#### [Study material]
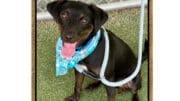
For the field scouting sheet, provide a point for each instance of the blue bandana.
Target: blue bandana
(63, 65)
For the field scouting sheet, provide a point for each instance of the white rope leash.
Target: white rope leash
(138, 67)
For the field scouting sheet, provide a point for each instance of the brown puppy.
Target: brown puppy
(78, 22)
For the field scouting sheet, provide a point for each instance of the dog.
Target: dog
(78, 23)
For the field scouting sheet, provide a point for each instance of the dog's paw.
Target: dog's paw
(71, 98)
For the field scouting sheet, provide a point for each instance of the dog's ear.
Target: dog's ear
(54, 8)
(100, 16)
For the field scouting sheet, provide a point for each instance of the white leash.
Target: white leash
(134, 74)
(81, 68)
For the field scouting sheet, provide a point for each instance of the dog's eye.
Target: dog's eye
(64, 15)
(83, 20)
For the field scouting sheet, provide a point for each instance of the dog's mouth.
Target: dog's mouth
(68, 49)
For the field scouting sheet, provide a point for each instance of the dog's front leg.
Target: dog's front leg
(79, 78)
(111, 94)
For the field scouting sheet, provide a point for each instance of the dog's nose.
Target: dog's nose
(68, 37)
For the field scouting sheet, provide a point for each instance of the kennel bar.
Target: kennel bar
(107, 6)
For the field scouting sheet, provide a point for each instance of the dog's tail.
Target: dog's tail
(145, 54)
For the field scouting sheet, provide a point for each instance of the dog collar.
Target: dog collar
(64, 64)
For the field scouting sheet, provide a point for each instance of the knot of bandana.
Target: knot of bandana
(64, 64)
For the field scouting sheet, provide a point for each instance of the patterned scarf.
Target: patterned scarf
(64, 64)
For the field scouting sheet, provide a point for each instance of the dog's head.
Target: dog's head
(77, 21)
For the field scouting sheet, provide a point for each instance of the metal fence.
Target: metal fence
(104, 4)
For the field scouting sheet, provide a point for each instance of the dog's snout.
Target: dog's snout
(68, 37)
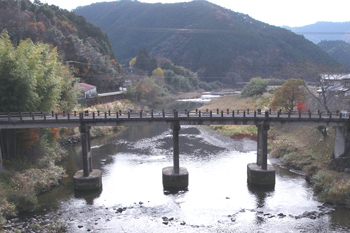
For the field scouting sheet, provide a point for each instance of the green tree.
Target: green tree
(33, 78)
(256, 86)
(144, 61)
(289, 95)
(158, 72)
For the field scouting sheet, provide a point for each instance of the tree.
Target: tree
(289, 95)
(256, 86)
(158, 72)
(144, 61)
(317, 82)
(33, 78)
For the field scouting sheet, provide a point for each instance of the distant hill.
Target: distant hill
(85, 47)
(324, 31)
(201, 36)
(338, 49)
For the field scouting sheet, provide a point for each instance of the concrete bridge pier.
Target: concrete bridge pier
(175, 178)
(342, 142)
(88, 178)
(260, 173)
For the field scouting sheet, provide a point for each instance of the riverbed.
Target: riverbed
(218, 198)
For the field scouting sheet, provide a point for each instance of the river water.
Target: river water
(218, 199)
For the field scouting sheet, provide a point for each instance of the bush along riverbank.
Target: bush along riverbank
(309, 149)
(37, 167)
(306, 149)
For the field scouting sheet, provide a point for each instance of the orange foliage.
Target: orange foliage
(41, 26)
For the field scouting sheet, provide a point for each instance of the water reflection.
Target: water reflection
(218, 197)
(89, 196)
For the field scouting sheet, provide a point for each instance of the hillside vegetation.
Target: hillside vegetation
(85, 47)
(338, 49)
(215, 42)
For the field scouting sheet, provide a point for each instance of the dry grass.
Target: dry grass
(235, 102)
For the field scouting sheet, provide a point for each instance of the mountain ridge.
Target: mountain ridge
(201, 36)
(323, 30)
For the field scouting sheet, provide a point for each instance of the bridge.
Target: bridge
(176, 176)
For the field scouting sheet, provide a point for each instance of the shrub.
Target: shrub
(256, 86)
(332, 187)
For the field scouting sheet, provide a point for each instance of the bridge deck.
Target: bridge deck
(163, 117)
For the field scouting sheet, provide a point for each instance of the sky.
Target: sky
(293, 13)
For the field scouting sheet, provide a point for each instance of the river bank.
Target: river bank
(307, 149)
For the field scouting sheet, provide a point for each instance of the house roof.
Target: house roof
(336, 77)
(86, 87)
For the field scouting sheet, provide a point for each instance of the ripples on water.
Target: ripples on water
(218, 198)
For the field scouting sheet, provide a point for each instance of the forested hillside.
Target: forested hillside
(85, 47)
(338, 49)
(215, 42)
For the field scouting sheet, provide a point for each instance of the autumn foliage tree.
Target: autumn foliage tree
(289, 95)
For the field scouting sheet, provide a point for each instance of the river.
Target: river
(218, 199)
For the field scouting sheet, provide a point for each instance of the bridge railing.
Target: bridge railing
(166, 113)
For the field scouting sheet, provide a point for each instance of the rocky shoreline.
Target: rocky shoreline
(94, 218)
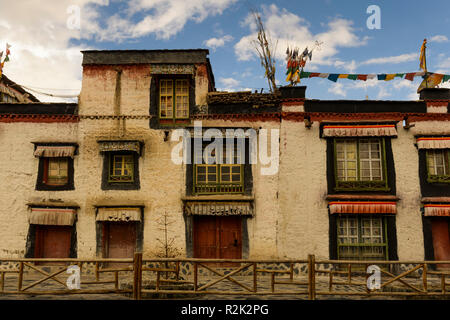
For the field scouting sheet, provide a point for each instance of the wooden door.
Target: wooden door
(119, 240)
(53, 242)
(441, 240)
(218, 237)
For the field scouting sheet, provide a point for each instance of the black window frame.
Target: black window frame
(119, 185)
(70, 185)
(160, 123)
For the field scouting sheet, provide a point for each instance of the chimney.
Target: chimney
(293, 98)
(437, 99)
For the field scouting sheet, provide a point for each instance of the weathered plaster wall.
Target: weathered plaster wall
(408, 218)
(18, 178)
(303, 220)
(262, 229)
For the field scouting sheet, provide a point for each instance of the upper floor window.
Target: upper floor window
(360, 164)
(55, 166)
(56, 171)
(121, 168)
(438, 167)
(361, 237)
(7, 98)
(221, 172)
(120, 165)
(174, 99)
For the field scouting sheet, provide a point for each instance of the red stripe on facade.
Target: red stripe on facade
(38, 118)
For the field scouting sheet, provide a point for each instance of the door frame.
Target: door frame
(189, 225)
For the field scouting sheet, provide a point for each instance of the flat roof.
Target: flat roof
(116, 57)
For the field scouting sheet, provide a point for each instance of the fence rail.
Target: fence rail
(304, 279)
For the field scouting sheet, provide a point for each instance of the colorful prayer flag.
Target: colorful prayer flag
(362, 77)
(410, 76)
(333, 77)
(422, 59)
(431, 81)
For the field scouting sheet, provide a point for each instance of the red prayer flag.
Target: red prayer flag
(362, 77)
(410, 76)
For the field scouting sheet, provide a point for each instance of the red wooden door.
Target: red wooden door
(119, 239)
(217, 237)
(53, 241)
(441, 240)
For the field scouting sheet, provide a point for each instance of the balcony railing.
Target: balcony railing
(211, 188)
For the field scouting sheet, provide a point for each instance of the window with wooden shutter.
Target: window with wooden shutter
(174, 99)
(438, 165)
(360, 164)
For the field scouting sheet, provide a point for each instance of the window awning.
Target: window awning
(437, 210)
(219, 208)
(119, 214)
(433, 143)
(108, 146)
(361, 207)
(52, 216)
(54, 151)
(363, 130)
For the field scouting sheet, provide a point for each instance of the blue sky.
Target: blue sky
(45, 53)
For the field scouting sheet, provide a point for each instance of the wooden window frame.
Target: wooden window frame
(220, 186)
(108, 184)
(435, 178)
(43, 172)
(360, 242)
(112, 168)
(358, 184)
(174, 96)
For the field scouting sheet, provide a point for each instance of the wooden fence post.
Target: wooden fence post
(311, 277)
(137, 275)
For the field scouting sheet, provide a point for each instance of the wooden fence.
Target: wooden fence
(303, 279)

#### [Aim of the exercise]
Where the data contains images, drop them and print the rest exactly.

#### [Response to this task]
For the field scouting sheet, provide a point for each instance of the blue bandana.
Target: blue bandana
(63, 65)
For the field scouting sheet, provide a point for each instance of the white rope leash.
Target: white rope leash
(138, 67)
For the field scouting sheet, provide a point for each instance of the brown puppy.
Target: brown puppy
(78, 22)
For the field scouting sheet, provide a point for each instance of the dog.
Target: dog
(78, 23)
For the field scouting sheet, provide a point for each instance of the dog's paw.
Target: dog's paw
(71, 98)
For the field scouting sheet, provide a point for each instance of the dog's ear.
Target: dog's ear
(54, 8)
(100, 16)
For the field scouting sheet, provide a point for each instance of the white leash.
Target: white leash
(134, 74)
(81, 68)
For the field scouting sheet, provide a point for each instance of the dog's eye.
Target: dog's eye
(64, 15)
(83, 20)
For the field scouting sheet, provide a point for each instance of the dog's mouth.
Target: dog's mouth
(68, 49)
For the field scouting sheet, provide a point for each instance of the dog's front leg.
Target: dog's front leg
(79, 78)
(111, 94)
For the field scouting sheet, provide a point for each instance of the dog's nose.
Target: dog's nose
(68, 37)
For the field scouting sheet, provide a point for each instance of the kennel bar.
Target: kennel bar
(107, 6)
For the field scouting sheet, provide a point for each instance of the dog's tail.
Target: dog's tail
(145, 54)
For the field scouting sheet, provide a point for each instance of the dog collar.
Target: dog collar
(64, 64)
For the field scouting sheet, provide a point for each instance of the knot of bandana.
Target: knot of bandana
(64, 64)
For the field scouting sheet, provide a point for each instance of the patterned scarf.
Target: patterned scarf
(64, 64)
For the field scouting sheet, provide a point for each instance of the dog's head.
Target: dog's head
(77, 21)
For the field scouting sheet, provide a point for each instance of the metal fence.
Target: metal fence
(104, 4)
For the field scouting sheet, provide a point for each instance of the dog's snout.
Target: dog's snout
(68, 37)
For the field scouting sheet, provide a point for each instance of the green tree.
Target: green tree
(33, 78)
(256, 86)
(144, 61)
(289, 95)
(158, 72)
For the field scouting sheet, provide a point for each instance of the tree.
Target: tree
(289, 95)
(256, 86)
(158, 72)
(144, 61)
(317, 82)
(33, 78)
For the field scouting sheet, provide a point for each instance of the distant hill.
Target: distant hill
(85, 47)
(324, 31)
(201, 36)
(338, 49)
For the field scouting sheet, provide a point for each instance of the concrete bridge pier.
Target: concrete bridge pier
(175, 178)
(342, 142)
(88, 178)
(260, 173)
For the field scouting sheet, provide a point for each instance of the riverbed.
Target: riverbed
(218, 198)
For the field scouting sheet, provide a point for each instance of the river water.
Target: river water
(218, 199)
For the field scouting sheet, provide a point for each instance of the bush along riverbank.
Target: bush along riverbank
(309, 149)
(37, 167)
(306, 149)
For the field scouting sheet, provide a point for each instance of the orange foliage.
Target: orange foliage
(41, 26)
For the field scouting sheet, provide a point for each instance of the water reflection.
Target: water reflection
(218, 197)
(89, 196)
For the field scouting sheet, provide a point for each instance of the hillside vegetation.
Target: hillside vegetation
(85, 47)
(338, 49)
(215, 42)
For the field scouting sheet, provide a point for each instance of the dry grass.
Target: dry grass
(235, 102)
For the field scouting sheet, provide a point for each instance of the mountain ridge.
Target: mountain ridge
(201, 36)
(323, 30)
For the field scouting sheet, provide a point for each instance of the bridge.
Target: bridge
(176, 176)
For the field scouting sheet, provide a point for each instance of the shrub.
Target: shrub
(256, 86)
(332, 187)
For the field scouting sheet, provide a point for each instance of the bridge deck.
Target: bridge deck
(163, 117)
For the field scouting sheet, provide a point for each instance of the sky.
Target: sky
(293, 13)
For the field scouting sheet, provide a point for each instance of the river bank.
Target: river bank
(307, 149)
For the field scouting sheet, provide a point for each instance of the house roof.
Target: house roof
(336, 77)
(86, 87)
For the field scouting sheet, provide a point for each instance of the ripples on water.
Target: ripples on water
(218, 198)
For the field scouting sheet, provide a point for each instance of the forested hillside.
Target: forested hillside
(85, 47)
(338, 49)
(215, 42)
For the field scouting sheet, provide a point for each instance of the autumn foliage tree.
Target: autumn foliage tree
(289, 95)
For the field scouting sheet, provide a point for each instance of the river.
Target: river
(218, 199)
For the field scouting sheet, provide a point for each instance of the bridge railing.
Target: bridge railing
(166, 113)
For the field scouting sheet, provide a point for each instance of the rocky shoreline.
Target: rocky shoreline
(94, 218)
For the field scouting sheet, provide a point for each instance of the wooden door.
Target: wooden door
(119, 240)
(53, 242)
(441, 240)
(218, 237)
For the field scouting sheet, provide a point for each instance of the black window frame.
Target: black window frame
(119, 185)
(70, 185)
(160, 123)
For the field scouting sheet, provide a point for each instance of the chimney.
Target: chimney
(293, 98)
(437, 99)
For the field scouting sheet, provide a point for each instance of the weathered plaster wall.
Target: weathered plaster wall
(408, 218)
(18, 178)
(303, 220)
(262, 229)
For the field scouting sheet, provide a point for each instance of the upper floor window.
Target: upper floor window
(360, 164)
(55, 166)
(56, 171)
(121, 168)
(438, 167)
(361, 237)
(7, 98)
(221, 172)
(120, 165)
(174, 99)
For the field scouting sheet, provide a point for each instance of the red stripe on facade.
Target: red stripe on facade
(38, 118)
For the field scouting sheet, provide a point for each instance of the door frame.
Target: door frame
(189, 225)
For the field scouting sheet, provide a point for each instance of the flat roof.
Target: flat roof
(116, 57)
For the field scouting sheet, provide a point for each instance of the fence rail.
Target: fence rail
(304, 279)
For the field scouting sheet, provide a point for each instance of the colorful prayer flag.
Target: colorful prayer flag
(362, 77)
(410, 76)
(333, 77)
(422, 59)
(431, 81)
For the field scouting sheet, provide a point for each instance of the red prayer flag.
Target: red prayer flag
(362, 77)
(410, 76)
For the field scouting sheet, provide a point for each instance of the red wooden door.
Target: red wooden door
(119, 239)
(217, 237)
(53, 241)
(441, 240)
For the field scouting sheet, provide a point for each instance of the balcony railing.
Target: balcony railing
(211, 188)
For the field scouting sheet, provide a point for each instance of the window with wooden shutter.
Target: window with wooden shutter
(174, 99)
(438, 165)
(360, 164)
For the field scouting sheet, provide a point for each instance of the window awning.
Target: window awning
(437, 210)
(219, 208)
(119, 214)
(433, 143)
(108, 146)
(361, 207)
(52, 216)
(54, 151)
(363, 130)
For the field scouting sheet, provide a point for each instance of the blue sky.
Target: blue sky
(45, 53)
For the field scouting sheet, provide a point for each instance of the wooden window frame.
Target: wooden window frame
(220, 186)
(108, 184)
(435, 178)
(43, 172)
(360, 242)
(112, 168)
(358, 184)
(174, 96)
For the field scouting sheet, provide a point for each instance of the wooden fence post.
Target: wooden fence post
(311, 277)
(137, 275)
For the field scouting sheet, provide a point for each instance of the wooden fence.
Target: wooden fence
(303, 279)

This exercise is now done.